#### EXERCISE INSTRUCTIONS:
Select and copy every line of the entries that contains the word "woman", treating uppercase and lowercase letters as distinct.

#### MATERIAL:
==========
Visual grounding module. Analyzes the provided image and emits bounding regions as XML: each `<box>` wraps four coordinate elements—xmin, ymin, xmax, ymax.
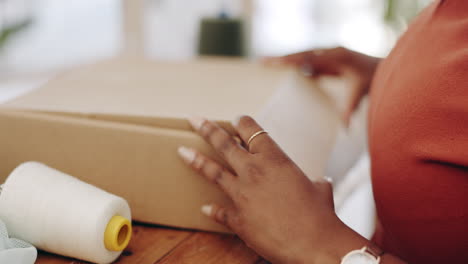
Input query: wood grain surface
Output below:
<box><xmin>36</xmin><ymin>225</ymin><xmax>268</xmax><ymax>264</ymax></box>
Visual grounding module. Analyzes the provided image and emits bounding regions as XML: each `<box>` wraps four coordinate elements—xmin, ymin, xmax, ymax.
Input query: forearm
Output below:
<box><xmin>297</xmin><ymin>224</ymin><xmax>407</xmax><ymax>264</ymax></box>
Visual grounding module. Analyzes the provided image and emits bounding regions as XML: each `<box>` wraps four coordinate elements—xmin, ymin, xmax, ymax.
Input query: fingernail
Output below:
<box><xmin>188</xmin><ymin>116</ymin><xmax>206</xmax><ymax>130</ymax></box>
<box><xmin>231</xmin><ymin>116</ymin><xmax>242</xmax><ymax>127</ymax></box>
<box><xmin>177</xmin><ymin>147</ymin><xmax>195</xmax><ymax>164</ymax></box>
<box><xmin>201</xmin><ymin>205</ymin><xmax>213</xmax><ymax>216</ymax></box>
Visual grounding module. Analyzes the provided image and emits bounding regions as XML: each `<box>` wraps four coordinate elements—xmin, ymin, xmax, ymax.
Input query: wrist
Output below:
<box><xmin>294</xmin><ymin>220</ymin><xmax>370</xmax><ymax>264</ymax></box>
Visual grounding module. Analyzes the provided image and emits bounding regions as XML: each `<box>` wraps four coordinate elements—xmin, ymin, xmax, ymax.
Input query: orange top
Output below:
<box><xmin>369</xmin><ymin>0</ymin><xmax>468</xmax><ymax>264</ymax></box>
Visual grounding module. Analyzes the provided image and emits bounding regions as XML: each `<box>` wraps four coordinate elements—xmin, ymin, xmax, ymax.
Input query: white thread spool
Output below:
<box><xmin>0</xmin><ymin>162</ymin><xmax>131</xmax><ymax>263</ymax></box>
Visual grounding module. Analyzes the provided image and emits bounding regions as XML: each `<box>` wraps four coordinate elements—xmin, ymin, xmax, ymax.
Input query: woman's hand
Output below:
<box><xmin>179</xmin><ymin>117</ymin><xmax>366</xmax><ymax>264</ymax></box>
<box><xmin>265</xmin><ymin>47</ymin><xmax>380</xmax><ymax>124</ymax></box>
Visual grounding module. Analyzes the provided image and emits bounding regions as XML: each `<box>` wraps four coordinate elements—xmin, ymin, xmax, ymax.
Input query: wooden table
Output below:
<box><xmin>36</xmin><ymin>224</ymin><xmax>268</xmax><ymax>264</ymax></box>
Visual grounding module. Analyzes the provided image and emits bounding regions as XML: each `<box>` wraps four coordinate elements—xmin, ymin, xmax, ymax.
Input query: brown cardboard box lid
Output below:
<box><xmin>2</xmin><ymin>58</ymin><xmax>293</xmax><ymax>122</ymax></box>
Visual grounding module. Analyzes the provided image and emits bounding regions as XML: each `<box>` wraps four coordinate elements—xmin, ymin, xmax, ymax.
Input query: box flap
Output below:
<box><xmin>2</xmin><ymin>58</ymin><xmax>295</xmax><ymax>123</ymax></box>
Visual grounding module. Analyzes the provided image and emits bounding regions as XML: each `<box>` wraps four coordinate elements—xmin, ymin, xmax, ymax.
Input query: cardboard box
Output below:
<box><xmin>0</xmin><ymin>58</ymin><xmax>338</xmax><ymax>232</ymax></box>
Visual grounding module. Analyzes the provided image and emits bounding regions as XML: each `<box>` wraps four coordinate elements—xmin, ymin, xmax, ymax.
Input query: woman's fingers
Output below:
<box><xmin>178</xmin><ymin>147</ymin><xmax>238</xmax><ymax>198</ymax></box>
<box><xmin>201</xmin><ymin>204</ymin><xmax>236</xmax><ymax>230</ymax></box>
<box><xmin>233</xmin><ymin>116</ymin><xmax>278</xmax><ymax>154</ymax></box>
<box><xmin>189</xmin><ymin>117</ymin><xmax>249</xmax><ymax>170</ymax></box>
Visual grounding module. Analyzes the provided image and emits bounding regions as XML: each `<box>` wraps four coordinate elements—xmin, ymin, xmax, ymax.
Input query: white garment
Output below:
<box><xmin>0</xmin><ymin>220</ymin><xmax>37</xmax><ymax>264</ymax></box>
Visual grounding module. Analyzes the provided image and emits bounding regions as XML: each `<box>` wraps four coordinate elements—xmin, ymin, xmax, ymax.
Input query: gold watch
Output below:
<box><xmin>341</xmin><ymin>245</ymin><xmax>384</xmax><ymax>264</ymax></box>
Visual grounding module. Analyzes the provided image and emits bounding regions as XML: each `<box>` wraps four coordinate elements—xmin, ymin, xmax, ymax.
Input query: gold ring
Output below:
<box><xmin>247</xmin><ymin>130</ymin><xmax>268</xmax><ymax>148</ymax></box>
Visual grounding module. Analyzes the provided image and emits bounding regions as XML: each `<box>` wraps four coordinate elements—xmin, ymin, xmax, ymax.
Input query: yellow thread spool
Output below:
<box><xmin>104</xmin><ymin>215</ymin><xmax>132</xmax><ymax>251</ymax></box>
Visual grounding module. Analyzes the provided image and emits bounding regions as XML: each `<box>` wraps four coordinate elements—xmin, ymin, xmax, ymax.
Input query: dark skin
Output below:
<box><xmin>179</xmin><ymin>48</ymin><xmax>405</xmax><ymax>264</ymax></box>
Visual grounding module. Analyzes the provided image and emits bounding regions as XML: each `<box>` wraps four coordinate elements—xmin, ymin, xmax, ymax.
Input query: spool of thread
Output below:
<box><xmin>0</xmin><ymin>162</ymin><xmax>132</xmax><ymax>263</ymax></box>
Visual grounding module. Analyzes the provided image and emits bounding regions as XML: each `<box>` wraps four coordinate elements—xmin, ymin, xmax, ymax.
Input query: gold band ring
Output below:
<box><xmin>247</xmin><ymin>130</ymin><xmax>268</xmax><ymax>148</ymax></box>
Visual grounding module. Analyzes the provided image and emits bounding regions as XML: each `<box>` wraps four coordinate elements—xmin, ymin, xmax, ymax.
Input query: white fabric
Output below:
<box><xmin>334</xmin><ymin>154</ymin><xmax>375</xmax><ymax>238</ymax></box>
<box><xmin>0</xmin><ymin>220</ymin><xmax>37</xmax><ymax>264</ymax></box>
==========
#### ANSWER FOR THE TASK:
Input query: woman's hand
Input query: woman's fingers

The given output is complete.